**Your objective:**
The records below are to be repeated exactly, and their pictures left out.

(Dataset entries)

_ _ _ _ _ _ _

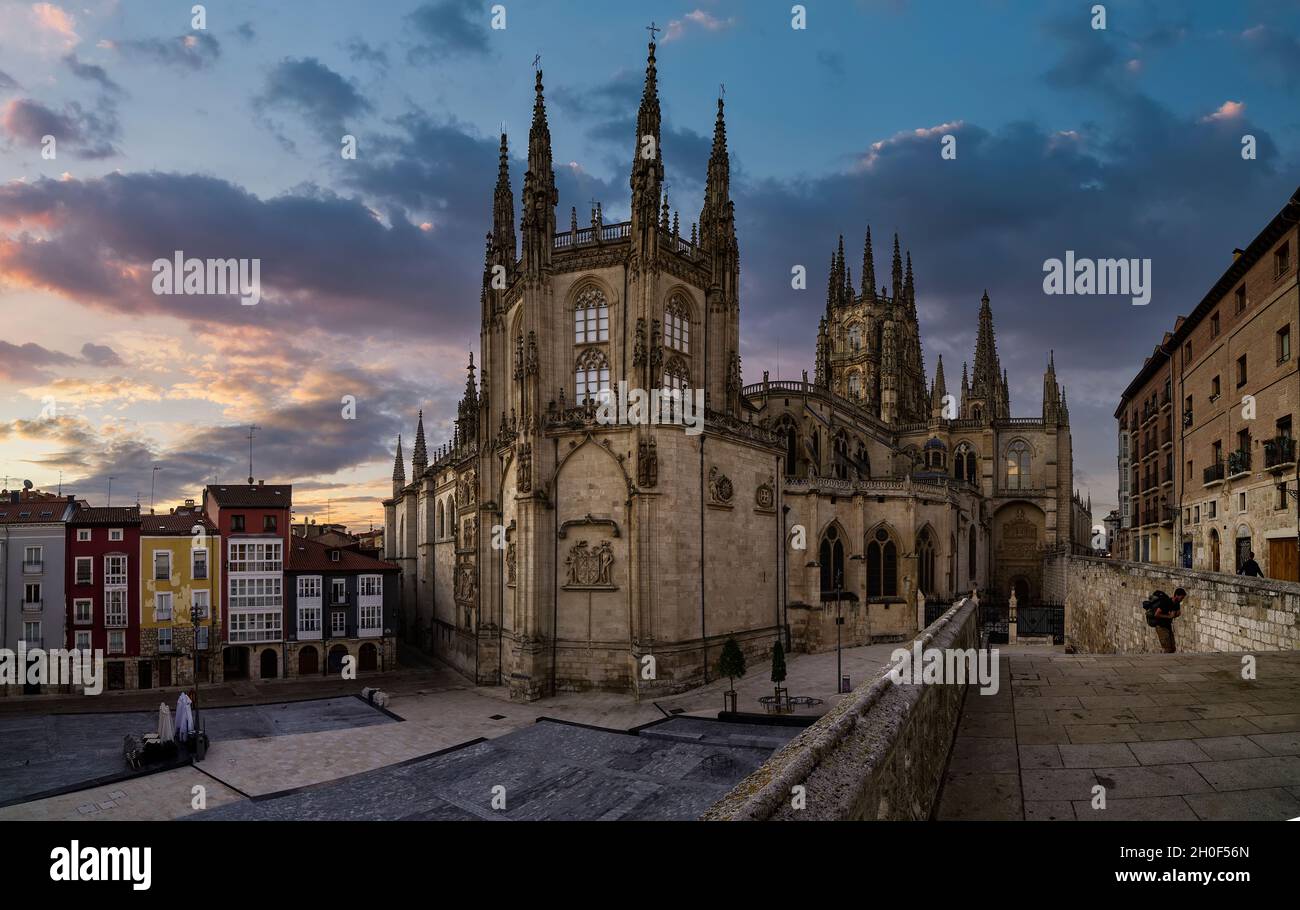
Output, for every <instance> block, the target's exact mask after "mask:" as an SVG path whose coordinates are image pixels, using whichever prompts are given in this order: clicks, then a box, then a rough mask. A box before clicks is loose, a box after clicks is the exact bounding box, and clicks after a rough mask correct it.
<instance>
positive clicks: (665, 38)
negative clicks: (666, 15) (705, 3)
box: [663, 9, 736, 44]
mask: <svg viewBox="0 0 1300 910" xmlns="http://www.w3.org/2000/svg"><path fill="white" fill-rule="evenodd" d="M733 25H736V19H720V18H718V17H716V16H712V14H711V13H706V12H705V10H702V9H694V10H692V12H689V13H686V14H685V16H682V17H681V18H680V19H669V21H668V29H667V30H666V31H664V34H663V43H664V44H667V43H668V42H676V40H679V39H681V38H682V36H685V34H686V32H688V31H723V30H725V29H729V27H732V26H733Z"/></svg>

_ _ _ _ _ _ _

**Problem solution:**
Output, for every <instance> block, the target's exact mask after "mask:" as an SVG path whose coordinates are image pixels, using whichever prompts are given in this order: clicks, then a box, then a rough mask. A box before clicks is loose, a box after clicks is the exact bounding box, and clicks after a rough mask correct it.
<instance>
positive clicks: (665, 38)
negative clicks: (666, 15) (705, 3)
box: [663, 9, 736, 44]
mask: <svg viewBox="0 0 1300 910" xmlns="http://www.w3.org/2000/svg"><path fill="white" fill-rule="evenodd" d="M733 25H736V19H720V18H718V17H716V16H712V14H711V13H706V12H705V10H702V9H694V10H692V12H689V13H686V14H685V16H682V17H681V18H680V19H669V21H668V29H667V30H666V31H664V34H663V43H664V44H667V43H668V42H676V40H679V39H681V38H682V36H685V34H686V32H688V31H723V30H725V29H729V27H732V26H733Z"/></svg>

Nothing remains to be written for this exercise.